**** TASK INPUT

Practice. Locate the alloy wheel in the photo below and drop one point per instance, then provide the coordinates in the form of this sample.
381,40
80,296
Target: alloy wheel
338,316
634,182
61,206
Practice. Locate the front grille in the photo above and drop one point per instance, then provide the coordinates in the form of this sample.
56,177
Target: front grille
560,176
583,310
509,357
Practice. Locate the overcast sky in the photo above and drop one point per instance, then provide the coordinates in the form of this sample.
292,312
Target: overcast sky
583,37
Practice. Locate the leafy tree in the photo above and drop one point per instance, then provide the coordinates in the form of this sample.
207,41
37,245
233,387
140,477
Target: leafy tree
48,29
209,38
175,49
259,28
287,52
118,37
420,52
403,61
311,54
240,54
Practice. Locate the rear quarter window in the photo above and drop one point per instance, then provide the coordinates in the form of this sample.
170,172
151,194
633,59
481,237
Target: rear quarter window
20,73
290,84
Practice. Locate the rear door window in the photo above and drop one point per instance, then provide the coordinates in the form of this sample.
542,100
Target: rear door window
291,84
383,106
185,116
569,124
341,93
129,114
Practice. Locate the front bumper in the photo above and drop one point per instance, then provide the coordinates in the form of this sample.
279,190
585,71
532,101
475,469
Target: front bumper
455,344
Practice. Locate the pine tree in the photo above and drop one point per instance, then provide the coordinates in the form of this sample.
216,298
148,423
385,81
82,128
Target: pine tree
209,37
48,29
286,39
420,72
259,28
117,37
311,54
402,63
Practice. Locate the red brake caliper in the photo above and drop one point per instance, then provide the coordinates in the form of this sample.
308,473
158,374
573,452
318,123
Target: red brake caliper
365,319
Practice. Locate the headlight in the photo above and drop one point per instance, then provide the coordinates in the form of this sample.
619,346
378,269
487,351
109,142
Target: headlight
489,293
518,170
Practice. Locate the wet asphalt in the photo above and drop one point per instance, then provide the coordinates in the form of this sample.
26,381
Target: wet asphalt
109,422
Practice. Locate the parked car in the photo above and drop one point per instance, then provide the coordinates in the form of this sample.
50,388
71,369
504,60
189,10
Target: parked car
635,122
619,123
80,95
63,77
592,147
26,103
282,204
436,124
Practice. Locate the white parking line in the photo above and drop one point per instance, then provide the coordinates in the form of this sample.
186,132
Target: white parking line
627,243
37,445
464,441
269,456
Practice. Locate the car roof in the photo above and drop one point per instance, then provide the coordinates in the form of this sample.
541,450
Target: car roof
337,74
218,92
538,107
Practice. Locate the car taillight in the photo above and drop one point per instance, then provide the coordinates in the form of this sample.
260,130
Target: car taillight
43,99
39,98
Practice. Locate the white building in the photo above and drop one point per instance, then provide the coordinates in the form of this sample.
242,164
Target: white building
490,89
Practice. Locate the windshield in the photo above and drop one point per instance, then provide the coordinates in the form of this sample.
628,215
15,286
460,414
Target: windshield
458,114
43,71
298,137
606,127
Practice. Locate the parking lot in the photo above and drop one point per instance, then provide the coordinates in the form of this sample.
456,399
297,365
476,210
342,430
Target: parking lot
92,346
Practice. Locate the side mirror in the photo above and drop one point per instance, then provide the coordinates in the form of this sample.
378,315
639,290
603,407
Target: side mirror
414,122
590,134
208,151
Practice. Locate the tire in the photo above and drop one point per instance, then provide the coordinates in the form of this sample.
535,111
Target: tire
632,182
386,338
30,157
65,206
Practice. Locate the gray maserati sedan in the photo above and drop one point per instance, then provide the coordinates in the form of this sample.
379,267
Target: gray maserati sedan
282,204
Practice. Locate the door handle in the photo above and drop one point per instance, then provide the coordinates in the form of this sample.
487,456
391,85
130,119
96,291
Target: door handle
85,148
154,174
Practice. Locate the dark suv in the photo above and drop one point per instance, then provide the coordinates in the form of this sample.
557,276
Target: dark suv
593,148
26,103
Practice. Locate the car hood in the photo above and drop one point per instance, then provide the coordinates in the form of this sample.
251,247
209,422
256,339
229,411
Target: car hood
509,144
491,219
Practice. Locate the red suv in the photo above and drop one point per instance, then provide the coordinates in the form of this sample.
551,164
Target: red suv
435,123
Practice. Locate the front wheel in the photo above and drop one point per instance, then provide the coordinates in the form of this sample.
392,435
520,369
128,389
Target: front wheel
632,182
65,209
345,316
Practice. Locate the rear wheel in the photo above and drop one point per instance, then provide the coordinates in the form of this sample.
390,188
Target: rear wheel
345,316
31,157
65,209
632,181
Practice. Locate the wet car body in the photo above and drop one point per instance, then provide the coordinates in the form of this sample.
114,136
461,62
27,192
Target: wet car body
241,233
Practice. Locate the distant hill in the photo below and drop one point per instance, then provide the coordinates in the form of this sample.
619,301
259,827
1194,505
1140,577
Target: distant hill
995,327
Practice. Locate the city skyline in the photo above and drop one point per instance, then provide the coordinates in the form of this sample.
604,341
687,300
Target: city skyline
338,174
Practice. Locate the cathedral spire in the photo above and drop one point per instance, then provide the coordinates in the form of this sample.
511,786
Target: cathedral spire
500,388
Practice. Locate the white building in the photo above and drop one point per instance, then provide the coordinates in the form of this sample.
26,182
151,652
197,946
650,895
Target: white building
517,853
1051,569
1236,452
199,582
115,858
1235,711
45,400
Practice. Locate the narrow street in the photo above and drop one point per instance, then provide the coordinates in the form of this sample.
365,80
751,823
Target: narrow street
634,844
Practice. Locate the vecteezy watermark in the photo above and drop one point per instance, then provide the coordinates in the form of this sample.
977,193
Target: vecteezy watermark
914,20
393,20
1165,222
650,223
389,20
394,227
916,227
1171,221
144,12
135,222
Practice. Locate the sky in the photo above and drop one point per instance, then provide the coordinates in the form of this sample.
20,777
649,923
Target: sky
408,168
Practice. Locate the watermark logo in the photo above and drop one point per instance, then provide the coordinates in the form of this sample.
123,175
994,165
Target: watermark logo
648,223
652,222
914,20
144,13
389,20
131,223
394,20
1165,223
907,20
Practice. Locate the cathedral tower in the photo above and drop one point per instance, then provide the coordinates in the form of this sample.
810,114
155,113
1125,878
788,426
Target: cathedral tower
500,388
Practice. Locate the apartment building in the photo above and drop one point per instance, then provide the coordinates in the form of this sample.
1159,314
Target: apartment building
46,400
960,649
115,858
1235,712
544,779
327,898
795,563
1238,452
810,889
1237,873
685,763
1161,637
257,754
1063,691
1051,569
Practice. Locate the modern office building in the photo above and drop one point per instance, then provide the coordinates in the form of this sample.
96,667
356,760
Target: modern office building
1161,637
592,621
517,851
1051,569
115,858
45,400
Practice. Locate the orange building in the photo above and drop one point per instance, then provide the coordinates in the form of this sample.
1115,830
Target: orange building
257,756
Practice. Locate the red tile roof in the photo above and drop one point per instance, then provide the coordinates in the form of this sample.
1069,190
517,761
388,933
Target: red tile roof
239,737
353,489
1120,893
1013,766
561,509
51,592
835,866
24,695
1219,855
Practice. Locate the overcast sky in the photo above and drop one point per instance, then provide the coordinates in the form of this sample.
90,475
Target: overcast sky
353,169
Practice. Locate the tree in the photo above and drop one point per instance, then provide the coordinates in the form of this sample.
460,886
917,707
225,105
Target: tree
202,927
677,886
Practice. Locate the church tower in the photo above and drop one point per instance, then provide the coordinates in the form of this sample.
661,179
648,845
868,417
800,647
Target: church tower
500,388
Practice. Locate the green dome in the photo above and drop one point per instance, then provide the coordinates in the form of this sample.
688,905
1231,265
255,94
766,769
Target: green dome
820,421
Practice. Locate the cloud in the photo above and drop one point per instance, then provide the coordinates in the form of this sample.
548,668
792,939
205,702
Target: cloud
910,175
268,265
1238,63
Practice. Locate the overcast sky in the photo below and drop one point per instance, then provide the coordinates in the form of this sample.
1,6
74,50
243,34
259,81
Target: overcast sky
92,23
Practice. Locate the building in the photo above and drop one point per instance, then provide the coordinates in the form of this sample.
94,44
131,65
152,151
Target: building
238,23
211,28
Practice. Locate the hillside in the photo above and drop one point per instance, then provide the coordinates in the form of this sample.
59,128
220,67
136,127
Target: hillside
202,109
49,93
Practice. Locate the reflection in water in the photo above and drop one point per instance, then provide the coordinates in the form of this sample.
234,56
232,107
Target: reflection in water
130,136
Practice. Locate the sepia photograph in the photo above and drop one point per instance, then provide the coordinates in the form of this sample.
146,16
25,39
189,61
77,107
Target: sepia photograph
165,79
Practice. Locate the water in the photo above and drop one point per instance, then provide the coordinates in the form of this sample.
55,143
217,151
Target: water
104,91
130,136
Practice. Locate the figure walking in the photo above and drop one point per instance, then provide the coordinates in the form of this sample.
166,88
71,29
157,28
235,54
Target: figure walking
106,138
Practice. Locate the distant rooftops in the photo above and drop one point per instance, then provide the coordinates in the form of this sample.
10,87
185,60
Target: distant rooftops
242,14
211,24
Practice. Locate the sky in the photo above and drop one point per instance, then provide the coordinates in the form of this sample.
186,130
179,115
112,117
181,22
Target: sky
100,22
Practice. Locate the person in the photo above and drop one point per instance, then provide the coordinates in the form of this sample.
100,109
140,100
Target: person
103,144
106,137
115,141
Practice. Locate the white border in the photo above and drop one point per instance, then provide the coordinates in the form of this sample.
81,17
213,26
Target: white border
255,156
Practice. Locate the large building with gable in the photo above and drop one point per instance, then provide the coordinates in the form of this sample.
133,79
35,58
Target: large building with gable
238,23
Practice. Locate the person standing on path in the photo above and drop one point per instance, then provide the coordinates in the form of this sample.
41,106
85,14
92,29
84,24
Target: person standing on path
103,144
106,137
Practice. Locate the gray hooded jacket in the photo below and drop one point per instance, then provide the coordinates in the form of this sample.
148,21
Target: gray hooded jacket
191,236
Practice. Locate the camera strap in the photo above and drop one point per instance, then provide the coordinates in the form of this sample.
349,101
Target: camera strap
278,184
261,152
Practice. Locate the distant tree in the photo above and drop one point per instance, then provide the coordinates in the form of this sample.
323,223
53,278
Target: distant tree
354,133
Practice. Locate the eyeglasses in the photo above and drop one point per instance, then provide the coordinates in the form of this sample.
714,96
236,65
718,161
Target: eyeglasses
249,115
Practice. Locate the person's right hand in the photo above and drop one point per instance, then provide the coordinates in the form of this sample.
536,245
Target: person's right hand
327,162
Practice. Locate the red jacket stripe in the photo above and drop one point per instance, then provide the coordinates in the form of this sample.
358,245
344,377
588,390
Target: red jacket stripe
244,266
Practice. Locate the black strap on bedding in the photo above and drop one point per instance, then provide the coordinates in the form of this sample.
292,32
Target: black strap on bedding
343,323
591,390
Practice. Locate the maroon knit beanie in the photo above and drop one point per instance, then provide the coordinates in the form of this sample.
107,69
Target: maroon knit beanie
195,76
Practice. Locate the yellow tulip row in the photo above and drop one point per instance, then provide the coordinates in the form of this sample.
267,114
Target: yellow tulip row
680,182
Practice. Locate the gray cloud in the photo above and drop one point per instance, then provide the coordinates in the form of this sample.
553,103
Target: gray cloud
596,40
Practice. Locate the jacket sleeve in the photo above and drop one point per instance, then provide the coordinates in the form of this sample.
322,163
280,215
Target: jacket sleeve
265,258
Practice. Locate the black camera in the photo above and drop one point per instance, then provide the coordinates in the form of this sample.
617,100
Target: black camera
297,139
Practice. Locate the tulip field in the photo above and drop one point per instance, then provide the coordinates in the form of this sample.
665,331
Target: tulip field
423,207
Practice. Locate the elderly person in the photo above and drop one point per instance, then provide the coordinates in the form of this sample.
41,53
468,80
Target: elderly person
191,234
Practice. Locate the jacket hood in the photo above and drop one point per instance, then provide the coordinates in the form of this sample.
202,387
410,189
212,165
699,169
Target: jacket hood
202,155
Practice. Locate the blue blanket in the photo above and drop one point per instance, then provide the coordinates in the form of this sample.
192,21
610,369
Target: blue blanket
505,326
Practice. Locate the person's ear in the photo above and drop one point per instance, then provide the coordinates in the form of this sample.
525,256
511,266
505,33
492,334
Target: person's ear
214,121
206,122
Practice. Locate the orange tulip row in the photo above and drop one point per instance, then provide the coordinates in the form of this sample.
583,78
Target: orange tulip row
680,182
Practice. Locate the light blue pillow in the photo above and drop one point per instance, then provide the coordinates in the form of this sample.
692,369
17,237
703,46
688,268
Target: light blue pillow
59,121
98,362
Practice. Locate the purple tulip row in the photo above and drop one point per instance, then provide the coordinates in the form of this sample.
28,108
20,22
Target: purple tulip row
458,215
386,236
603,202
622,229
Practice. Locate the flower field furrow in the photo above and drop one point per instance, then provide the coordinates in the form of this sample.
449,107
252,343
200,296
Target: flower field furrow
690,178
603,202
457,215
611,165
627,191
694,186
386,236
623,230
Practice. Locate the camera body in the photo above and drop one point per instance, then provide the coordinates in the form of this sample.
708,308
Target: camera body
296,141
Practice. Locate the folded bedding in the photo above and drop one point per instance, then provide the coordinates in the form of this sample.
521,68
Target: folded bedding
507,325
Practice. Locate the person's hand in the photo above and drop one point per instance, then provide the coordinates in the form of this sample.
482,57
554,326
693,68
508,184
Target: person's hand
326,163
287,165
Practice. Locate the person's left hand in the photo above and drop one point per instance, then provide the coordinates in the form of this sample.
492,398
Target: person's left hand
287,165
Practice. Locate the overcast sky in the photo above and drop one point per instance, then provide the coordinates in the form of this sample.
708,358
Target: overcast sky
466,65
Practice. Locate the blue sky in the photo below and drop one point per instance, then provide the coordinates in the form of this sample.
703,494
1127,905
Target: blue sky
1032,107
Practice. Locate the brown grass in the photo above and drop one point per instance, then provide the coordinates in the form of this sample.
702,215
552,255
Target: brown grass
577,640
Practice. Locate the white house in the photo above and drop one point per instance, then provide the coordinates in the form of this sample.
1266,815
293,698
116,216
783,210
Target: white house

********

Starting at the line that contains "Practice. Locate the blue sky" and ending at the last line of the data, replace every "Locate" with "Find". Give back only those lines, with nothing else changed.

SOLUTION TO THIS PROBLEM:
Practice. Find the blue sky in the photo below and drop one point per instance, then provide the coordinates in the form of this sample.
703,494
1127,905
Target: blue sky
1032,107
Practice. Find the brown grass in the photo above and drop one point per instance, then provide the coordinates in the form of this sample.
702,215
552,255
Target: brown grass
577,640
Practice. Find the white house in the photo above and drop one point per instance, then provide the coordinates in the form of this sample.
1266,815
293,698
116,216
783,210
Target: white house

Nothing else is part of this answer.